◆ 练习任务 1
请将下方列表中的所有行逐字照抄一遍，一行都不要漏。

◆ 文档

不建议默认开启：正常运行时关闭 removeAbandoned，避免性能损耗；
排查阶段开启：当出现连接池耗尽、TimeoutException 等症状时，临时开启检测，定位泄露点；
灰度开启：对核心服务，可先在非核心节点开启检测，避免影响整体性能。

性能优化

合理设置扫描间隔：timeBetweenEvictionRunsMillis 建议设为 60 秒以上，减少扫描频率；
调整超时时间：removeAbandonedTimeout 不宜过短（避免误判长事务），也不宜过长（导致泄露连接长期占用资源）；
结合日志采样：若日志量过大，可临时关闭 logAbandoned，仅通过 removeAbandonedCount 判断是否存在泄露。

长效机制

代码审查：重点检查直接操作 Connection 的代码，确保 finally 块中关闭连接；
单元测试：为数据库操作编写单元测试，通过 DruidDataSource 的 getActiveCount() 验证连接是否正常释放；
压测验证：上线前通过压测工具（如 JMeter）模拟高并发，观察连接池指标是否稳定。

常见问题与解决方案

1. 误判长事务为泄露

现象：正常的长事务（如批量数据导入）被 removeAbandoned 误回收；
解决：增大 removeAbandonedTimeout 至长事务最大执行时间的 2 倍（如事务最长 5 分钟，超时设为 10 分钟）。

2. 泄露日志不打印

现象：logAbandoned=true 但无日志输出；
排查：
- 确认 removeAbandoned 已开启；
- 检查连接泄露是否达到 removeAbandonedTimeout 阈值；
- 确认日志级别（logAbandoned 输出 ERROR 级日志，需确保日志框架未过滤 ERROR 级别）。

3. 开启检测后性能下降

现象：应用响应时间变长，CPU 占用升高；
解决：关闭 logAbandoned（栈跟踪最耗性能），仅保留 removeAbandoned 回收功能，待问题定位后关闭检测。

◆ 可用列表
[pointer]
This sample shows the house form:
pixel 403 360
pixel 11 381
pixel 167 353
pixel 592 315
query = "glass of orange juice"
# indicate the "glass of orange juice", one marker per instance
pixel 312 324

◆ 练习任务 2
从上方讲 Druid 连接泄露检测的文档末句之后续写下去。

◆ 输出 1
[pointer]
This sample shows the house form:
pixel 403 360
pixel 11 381
pixel 167 353
pixel 592 315
query = "glass of orange juice"
# indicate the "glass of orange juice", one marker per instance
pixel 312 324

◆ 输出 2
Druid源码如下

public int removeAbandoned() {
    int removeCount = 0;

    long currrentNanos = System.nanoTime();

    List<DruidPooledConnection> abandonedList = new ArrayList<DruidPooledConnection>();

    activeConnectionLock.lock();
    try {
        Iterator<DruidPooledConnection> iter = activeConnections.keySet().iterator();

        for (; iter.hasNext();) {
            DruidPooledConnection pooledConnection = iter.next();

            if (pooledConnection.isRunning()) {
                continue;
            }

            long timeMillis = (currrentNanos - pooledConnection.getConnectedTimeNano()) / (1000 * 1000);

            if (timeMillis >= removeAbandonedTimeoutMillis) {
                iter.remove();
                pooledConnection.setTraceEnable(false);
                abandonedList.add(pooledConnection);
            }
        }
    } finally {
        activeConnectionLock.unlock();
    }

    if (abandonedList.size() > 0) {
        for (DruidPooledConnection pooledConnection : abandonedList) {
            final ReentrantLock lock = pooledConnection.lock;
            lock.lock();
            try {
                if (pooledConnection.isDisable()) {
                    continue;
                }
            } finally {
                lock.unlock();
            }

            JdbcUtils.close(pooledConnection);
            pooledConnection.abandond();
            removeAbandonedCount++;
            removeCount++;

            if (isLogAbandoned()) {
                StringBuilder buf = new StringBuilder();
                buf.append("abandon connection, owner thread: ");
                buf.append(pooledConnection.getOwnerThread().getName());
                buf.append(", connected at : ");
                buf.append(pooledConnection.getConnectedTimeMillis());
                buf.append(", open stackTrace\n");

                StackTraceElement[] trace = pooledConnection.getConnectStackTrace();
                for (int i = 0; i < trace.length; i++) {
                    buf.append("\tat ");
                    buf.append(trace[i].toString());
                    buf.append("\n");
                }

                buf.append("ownerThread current state is " + pooledConnection.getOwnerThread().getState()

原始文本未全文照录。